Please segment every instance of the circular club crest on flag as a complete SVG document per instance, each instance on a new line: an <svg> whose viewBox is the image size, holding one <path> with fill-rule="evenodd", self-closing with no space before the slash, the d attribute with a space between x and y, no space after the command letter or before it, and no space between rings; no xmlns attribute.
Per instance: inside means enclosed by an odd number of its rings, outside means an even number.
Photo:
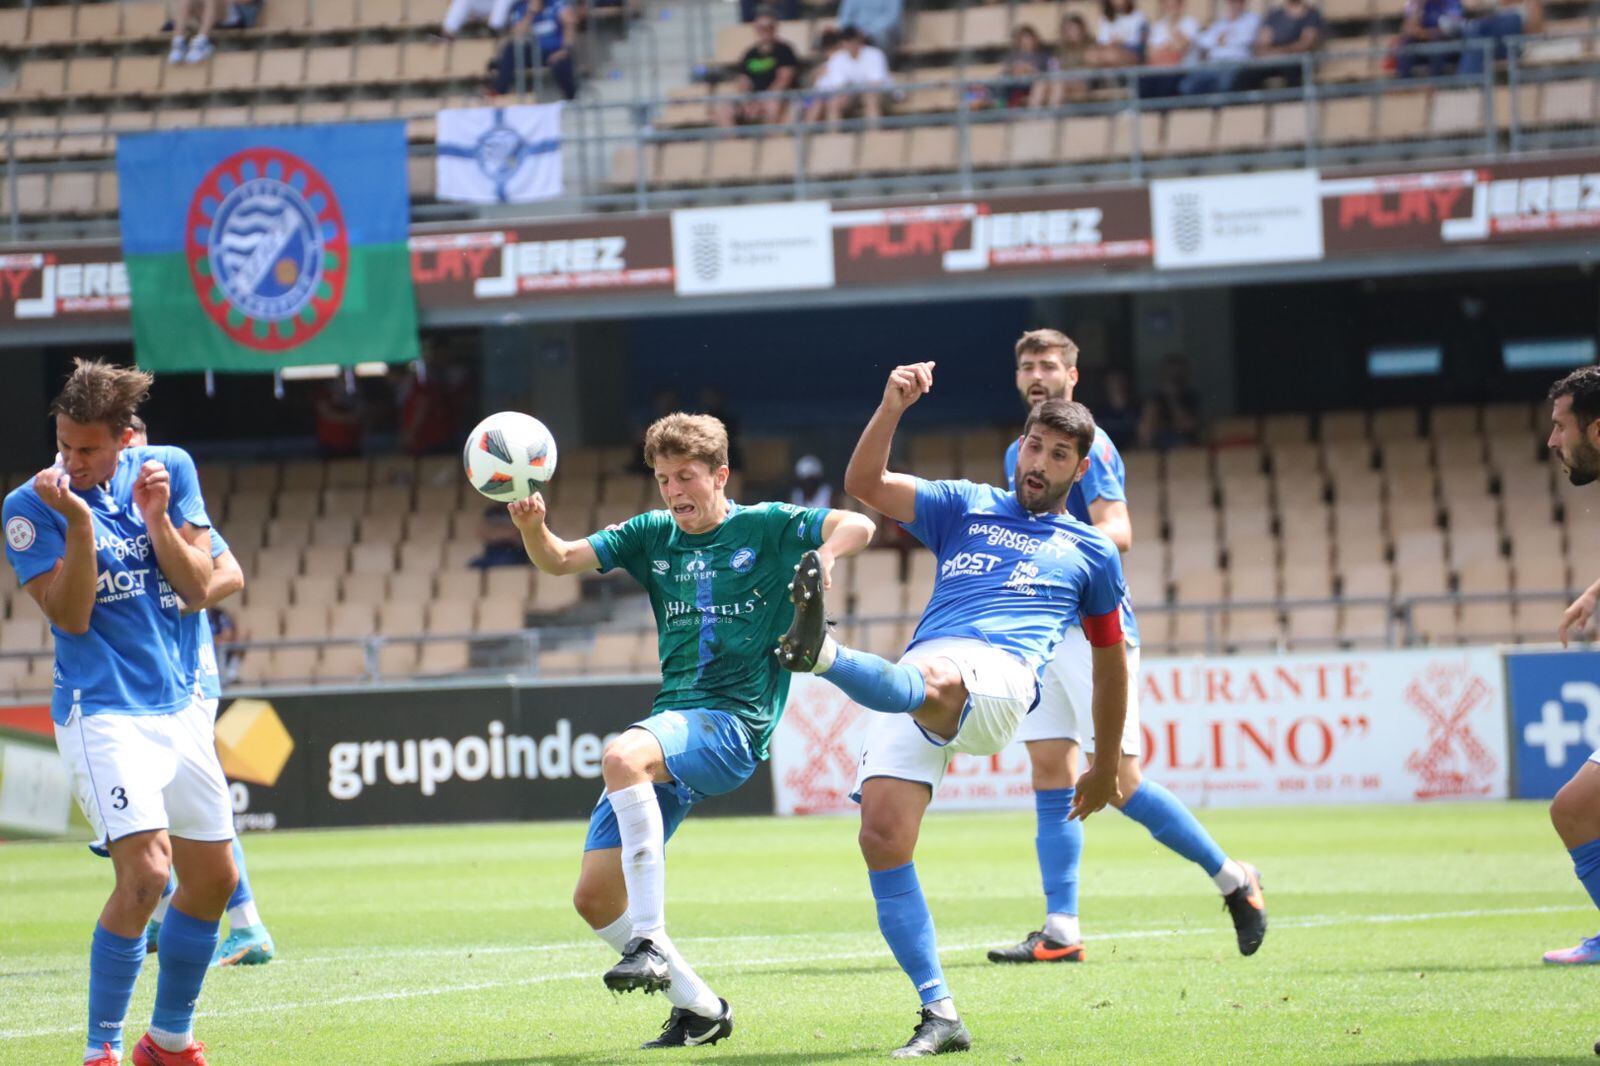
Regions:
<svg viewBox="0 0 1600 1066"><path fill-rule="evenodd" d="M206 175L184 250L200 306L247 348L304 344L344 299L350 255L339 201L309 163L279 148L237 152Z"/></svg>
————
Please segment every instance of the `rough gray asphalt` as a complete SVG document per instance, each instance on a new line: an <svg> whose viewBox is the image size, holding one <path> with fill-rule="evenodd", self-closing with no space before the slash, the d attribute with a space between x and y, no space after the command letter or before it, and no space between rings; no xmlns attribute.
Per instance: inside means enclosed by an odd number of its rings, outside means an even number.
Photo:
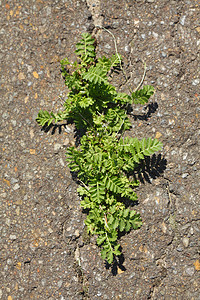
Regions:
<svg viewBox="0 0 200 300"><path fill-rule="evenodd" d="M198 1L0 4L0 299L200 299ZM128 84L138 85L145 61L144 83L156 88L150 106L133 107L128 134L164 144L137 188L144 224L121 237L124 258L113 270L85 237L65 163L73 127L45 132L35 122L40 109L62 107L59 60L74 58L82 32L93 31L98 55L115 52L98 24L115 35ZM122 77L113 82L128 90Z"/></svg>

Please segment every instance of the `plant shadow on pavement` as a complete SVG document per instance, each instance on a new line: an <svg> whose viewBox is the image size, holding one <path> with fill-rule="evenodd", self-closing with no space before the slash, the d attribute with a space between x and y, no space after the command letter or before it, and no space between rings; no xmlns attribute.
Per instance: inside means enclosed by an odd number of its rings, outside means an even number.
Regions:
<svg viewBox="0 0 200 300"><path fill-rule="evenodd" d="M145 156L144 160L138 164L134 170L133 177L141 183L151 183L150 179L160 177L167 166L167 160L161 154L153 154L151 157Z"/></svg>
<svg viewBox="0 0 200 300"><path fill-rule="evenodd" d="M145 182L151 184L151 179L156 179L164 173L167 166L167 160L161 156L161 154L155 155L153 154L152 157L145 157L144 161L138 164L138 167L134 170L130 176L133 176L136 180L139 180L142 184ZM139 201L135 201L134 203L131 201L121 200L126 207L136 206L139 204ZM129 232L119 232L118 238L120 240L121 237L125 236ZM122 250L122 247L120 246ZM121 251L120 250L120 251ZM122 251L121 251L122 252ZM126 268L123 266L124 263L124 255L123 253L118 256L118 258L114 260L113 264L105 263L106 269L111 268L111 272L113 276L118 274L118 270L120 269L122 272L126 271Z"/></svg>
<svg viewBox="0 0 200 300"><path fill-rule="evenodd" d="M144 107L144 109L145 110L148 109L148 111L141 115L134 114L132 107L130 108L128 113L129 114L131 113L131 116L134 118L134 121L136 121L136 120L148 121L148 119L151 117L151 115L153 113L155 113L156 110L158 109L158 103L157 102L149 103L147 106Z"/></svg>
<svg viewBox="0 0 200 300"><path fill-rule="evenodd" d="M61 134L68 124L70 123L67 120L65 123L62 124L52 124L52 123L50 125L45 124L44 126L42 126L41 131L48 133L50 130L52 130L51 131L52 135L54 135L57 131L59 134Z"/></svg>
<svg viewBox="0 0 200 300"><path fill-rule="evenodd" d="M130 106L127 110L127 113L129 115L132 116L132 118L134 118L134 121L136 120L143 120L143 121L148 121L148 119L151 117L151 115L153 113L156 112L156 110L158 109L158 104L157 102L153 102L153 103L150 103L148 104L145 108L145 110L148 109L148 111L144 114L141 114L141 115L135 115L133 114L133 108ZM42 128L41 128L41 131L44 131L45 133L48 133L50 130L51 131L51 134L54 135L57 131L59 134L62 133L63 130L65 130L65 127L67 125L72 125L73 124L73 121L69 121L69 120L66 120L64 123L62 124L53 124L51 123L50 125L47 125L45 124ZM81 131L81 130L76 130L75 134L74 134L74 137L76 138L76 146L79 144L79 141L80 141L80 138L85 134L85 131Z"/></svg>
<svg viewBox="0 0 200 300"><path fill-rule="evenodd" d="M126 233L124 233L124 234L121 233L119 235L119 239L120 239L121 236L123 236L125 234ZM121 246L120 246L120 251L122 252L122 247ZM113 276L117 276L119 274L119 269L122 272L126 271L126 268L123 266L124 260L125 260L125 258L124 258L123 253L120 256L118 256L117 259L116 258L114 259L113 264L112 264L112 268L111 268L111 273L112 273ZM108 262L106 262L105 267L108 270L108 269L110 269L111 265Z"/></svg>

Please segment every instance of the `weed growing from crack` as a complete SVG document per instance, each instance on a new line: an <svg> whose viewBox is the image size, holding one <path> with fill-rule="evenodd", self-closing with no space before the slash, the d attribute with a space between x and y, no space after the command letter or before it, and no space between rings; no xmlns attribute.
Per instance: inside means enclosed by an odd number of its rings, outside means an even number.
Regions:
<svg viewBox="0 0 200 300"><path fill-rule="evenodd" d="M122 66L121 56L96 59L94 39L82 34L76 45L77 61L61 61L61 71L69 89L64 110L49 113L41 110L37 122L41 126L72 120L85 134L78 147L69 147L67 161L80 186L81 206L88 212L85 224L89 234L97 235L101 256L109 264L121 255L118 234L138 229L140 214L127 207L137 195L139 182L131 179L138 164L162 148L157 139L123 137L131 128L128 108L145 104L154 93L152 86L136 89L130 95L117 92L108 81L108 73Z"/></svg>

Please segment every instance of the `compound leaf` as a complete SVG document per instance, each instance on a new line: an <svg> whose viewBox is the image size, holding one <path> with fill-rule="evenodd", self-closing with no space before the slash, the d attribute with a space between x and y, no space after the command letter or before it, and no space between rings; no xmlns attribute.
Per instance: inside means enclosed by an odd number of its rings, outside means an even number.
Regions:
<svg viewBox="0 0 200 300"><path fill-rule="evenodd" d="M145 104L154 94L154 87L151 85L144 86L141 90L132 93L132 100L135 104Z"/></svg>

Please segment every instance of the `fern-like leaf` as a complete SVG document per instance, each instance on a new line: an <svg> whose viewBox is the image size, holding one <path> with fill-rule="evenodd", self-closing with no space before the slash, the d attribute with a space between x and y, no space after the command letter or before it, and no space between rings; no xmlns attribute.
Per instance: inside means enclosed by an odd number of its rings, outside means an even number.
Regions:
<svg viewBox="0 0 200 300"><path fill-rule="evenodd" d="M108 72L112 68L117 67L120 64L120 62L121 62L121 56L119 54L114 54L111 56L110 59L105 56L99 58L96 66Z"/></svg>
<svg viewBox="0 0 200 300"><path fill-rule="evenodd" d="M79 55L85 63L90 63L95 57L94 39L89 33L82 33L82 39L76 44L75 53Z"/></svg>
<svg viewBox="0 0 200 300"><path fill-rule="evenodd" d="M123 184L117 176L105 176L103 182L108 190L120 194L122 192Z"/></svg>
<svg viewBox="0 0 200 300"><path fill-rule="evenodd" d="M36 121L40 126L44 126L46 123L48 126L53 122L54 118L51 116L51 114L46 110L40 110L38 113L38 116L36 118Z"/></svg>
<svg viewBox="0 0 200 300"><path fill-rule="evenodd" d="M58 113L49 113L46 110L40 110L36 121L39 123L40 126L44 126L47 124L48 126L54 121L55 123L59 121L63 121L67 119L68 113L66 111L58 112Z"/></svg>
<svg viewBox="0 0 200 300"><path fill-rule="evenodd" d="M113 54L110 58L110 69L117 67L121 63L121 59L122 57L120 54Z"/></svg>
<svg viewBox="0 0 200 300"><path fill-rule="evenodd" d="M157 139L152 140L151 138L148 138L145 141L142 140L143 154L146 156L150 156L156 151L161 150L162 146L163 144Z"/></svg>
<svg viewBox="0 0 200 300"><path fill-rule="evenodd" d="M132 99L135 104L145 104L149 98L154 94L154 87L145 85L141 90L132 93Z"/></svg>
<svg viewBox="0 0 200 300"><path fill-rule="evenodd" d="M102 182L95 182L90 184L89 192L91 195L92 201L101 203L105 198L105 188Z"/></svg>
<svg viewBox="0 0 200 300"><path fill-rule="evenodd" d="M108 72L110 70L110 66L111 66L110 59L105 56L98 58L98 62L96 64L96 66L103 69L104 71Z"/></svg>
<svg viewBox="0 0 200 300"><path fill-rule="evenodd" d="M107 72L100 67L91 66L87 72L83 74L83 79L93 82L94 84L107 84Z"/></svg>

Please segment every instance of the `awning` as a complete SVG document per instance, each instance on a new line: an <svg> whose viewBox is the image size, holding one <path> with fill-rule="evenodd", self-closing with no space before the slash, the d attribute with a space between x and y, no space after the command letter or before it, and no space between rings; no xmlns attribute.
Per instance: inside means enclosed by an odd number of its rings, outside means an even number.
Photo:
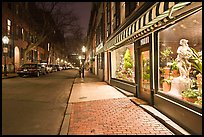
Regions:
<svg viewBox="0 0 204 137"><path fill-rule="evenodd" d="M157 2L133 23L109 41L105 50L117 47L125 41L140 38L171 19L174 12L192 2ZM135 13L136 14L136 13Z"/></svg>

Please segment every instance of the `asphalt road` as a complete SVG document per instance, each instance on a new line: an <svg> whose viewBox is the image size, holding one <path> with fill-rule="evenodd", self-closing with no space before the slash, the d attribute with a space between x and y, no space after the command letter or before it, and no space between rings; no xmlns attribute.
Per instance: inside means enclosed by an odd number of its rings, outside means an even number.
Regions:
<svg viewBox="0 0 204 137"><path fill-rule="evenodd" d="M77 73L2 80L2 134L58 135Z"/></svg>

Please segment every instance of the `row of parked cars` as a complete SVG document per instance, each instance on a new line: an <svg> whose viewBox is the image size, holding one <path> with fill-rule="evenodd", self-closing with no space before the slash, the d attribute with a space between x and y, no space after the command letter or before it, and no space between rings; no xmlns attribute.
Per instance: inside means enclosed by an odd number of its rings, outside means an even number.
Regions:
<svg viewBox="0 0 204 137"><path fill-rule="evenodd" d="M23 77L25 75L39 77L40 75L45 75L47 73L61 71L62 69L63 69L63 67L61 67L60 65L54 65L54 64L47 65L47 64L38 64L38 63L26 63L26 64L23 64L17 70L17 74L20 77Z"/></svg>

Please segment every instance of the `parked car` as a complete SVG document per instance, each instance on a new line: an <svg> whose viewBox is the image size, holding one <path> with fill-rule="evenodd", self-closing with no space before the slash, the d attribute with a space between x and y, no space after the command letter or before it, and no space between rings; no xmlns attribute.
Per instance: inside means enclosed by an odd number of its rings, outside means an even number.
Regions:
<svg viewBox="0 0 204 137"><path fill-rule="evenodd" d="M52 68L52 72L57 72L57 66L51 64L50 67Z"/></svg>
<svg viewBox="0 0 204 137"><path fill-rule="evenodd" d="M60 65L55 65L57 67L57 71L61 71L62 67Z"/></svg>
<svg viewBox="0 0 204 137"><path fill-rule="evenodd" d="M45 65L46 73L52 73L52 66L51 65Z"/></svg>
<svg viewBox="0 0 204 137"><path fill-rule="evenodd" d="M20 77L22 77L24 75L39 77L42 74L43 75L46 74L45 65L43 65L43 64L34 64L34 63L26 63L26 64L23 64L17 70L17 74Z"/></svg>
————
▶ _EXERCISE REQUIREMENTS_: Copy out all lines from the records where the word "parked" appears.

▶ _RESPONSE TO THIS EXERCISE_:
Please segment every instance of the `row of parked cars` as a complete SVG document per instance, each instance on a new line: an <svg> whose viewBox is the image size, holding one <path> with fill-rule="evenodd", self-closing with no space before the slash, the d attribute with a space between x and y, no space after the command letter or before it, and no space between rings; no xmlns attribute.
Please segment every instance of the `parked car` as a complete SVG document per instance, each instance on a new line: an <svg> whose viewBox is the image size, holding one <path> with fill-rule="evenodd", self-closing with no space before the slash, the d attribute with a space between x and y, no space after the command letter or before it, and no space between rings; no xmlns attribute.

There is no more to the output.